=== Document passage ===

Smarsh CFO David Brolsma is keeping his eyes peeled for strategic opportunities that can help the Portland, Oregan-based communications data intelligence company to continue the strong growth cadence it saw in 2024.
Last February, among other expansions, the company closed two acquisitions — Israel-based mobile messaging firm Telemessage and cloud-native compliance call recording firm, CallCabinet, which operates offices in South Africa, Germany, and the United Kingdom, among other areas — which have helped to supplement its plans for international growth, for example, Brolsma said. Smarsh, which announced Brolsma’s appointment as finance chief last month, is also not ruling out new potential acquisitions should they serve its strategy.
“It's part of our DNA at Smarsh to not just innovate internally, but innovate through acquisition,” Brolsma said in an interview. “So we'll continue to look in the market for the right opportunities.”
Making space for strategic opportunity
Though mergers and acquisitions have dipped in recent years among continued economic headwinds, “if we take a step back and you look at fintech in total, I think there's going to be a resurgence of M&A,” Brolsma said.
While consolidation is a key factor, changing trends in how startups are valued are also presenting companies with more strategic opportunities for investment — in a pendulum swing from previous years, valuations today are based not just on a strong growth profile, but on a happy medium between growth and profitability.
That mix of attractive products, growth and profitability “is really what is going to drive M&A activity for fintech and the broader market in 2025,” Brolsma said.
Like many businesses today, Smarsh is also focused on “taking the company to that next level of growth and profitability, and that's part of why I'm here,” Brolsma said of his appointment to the company’s CFO seat. In joining Smarsh, Brolsma will “leverage his expertise in IPOs, M&A, international regulatory compliance, revenue efficiency, and operations to help guide the company through its next stage of growth,” according to the press release announcing his appointment.
Prior to Smarsh, Brolsma served as interim CFO for digital security company Zimperium and as the CFO for WP Engine for six years, according to his LinkedIn profile. His previous roles also include various executive positions during a nine-year span at Rackspace. His past at companies that span a wide range of sizes, from millions to billions in revenue, enabled him to “really see a lot of different growth stages” of a business, he said.
In looking at Smarsh, Brolsma sees several different ways the company could continue to grow. As well as potential future acquisitions, the company is continuing to eye further international expansion. Last year, Smarsh also opened an office in Costa Rica, expanding its presence to Latin America as well as the U.S. and the EMEA and APAC regions, according to an August press release.
The company is also considering expansions in different verticals; while Smarsh is focused on regulated industries at the moment, the business also sees significant opportunity in broadening its offerings to unregulated spaces.
“If you think about an HR leader or sales and marketing leader, this [communications] data could be really, interesting to them and strategic for them as well,” Brolsma said.

=== Given entries ===

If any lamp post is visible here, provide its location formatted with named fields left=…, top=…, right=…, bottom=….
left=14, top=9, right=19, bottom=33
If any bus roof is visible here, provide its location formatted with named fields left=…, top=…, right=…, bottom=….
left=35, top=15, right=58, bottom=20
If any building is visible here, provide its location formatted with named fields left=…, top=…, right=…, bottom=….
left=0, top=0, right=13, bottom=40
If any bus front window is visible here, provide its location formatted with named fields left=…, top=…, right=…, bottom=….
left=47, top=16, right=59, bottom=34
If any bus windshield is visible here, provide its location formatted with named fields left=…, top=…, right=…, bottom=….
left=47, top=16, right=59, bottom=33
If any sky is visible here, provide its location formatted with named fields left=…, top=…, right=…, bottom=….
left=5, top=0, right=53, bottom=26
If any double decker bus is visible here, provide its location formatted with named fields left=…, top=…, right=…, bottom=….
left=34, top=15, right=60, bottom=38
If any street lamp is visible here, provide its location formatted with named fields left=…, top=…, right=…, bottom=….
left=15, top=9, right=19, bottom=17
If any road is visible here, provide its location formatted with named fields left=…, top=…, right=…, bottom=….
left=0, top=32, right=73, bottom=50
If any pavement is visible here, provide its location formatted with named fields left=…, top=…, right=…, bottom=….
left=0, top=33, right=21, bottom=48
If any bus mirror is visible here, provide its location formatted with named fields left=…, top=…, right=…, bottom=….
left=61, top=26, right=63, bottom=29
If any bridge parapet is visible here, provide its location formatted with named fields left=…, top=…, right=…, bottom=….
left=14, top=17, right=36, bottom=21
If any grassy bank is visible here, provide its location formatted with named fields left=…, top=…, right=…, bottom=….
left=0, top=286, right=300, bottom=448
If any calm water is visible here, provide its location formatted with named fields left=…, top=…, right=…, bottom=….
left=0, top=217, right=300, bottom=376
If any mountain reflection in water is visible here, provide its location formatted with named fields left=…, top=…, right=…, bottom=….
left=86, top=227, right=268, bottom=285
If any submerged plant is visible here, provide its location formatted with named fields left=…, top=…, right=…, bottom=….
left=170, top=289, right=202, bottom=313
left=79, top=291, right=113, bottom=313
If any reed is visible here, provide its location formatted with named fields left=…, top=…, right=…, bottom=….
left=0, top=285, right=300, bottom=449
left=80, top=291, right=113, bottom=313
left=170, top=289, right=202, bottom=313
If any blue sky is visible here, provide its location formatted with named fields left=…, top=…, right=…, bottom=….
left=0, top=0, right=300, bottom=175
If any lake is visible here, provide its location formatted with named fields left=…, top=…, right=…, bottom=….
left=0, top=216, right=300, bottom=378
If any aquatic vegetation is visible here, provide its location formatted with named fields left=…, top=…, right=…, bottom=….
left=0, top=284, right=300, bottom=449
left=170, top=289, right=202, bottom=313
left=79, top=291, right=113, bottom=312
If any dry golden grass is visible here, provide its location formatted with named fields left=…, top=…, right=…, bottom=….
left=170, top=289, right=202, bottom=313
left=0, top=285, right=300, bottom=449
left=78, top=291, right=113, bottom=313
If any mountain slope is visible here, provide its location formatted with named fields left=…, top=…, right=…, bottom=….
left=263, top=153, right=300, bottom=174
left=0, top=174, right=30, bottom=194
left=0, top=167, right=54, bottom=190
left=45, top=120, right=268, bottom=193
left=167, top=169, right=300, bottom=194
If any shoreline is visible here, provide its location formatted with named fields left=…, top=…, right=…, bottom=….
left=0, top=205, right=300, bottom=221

===

### Task requirements
**A.** Transcribe the article on the Smarsh CFO between "In looking at" and "August press release.", inclusive.
**B.** Carry the article on the Smarsh CFO forward from its last sentence.

### Expected responses
**A.**
In looking at Smarsh, Brolsma sees several different ways the company could continue to grow. As well as potential future acquisitions, the company is continuing to eye further international expansion. Last year, Smarsh also opened an office in Costa Rica, expanding its presence to Latin America as well as the U.S. and the EMEA and APAC regions, according to an August press release.

**B.**
Closing the accounting, finance gap
As Smarsh marshals its future growth strategy, the company is looking at how it can optimize its business operations, employees and customer experience. The business currently has “an incredible operating cadence,” Brolsma said, but “there’s always room for improvement,” he said.
In executing that strategy, Brolsma is juggling a widening array of responsibilities which effectively straddle both finance and operations — as Smarsh’s CFO, Brolsma took on an “expanded leadership role” which includes managing not only traditional finance and accounting, but internal operations and corporate development, the company said in its press release.
That widening remit puts Brolsma in good company, as many finance chiefs see their role evolving to a meld of the CFO and chief operating officer role. To sum it up “in a couple of words, I'd say the CFO role is about value creation, in today’s world,” he said.
Brolsma’s past experience, most notably running the international business unit for Rackspace, has shed some light on the operational side of the house, he said.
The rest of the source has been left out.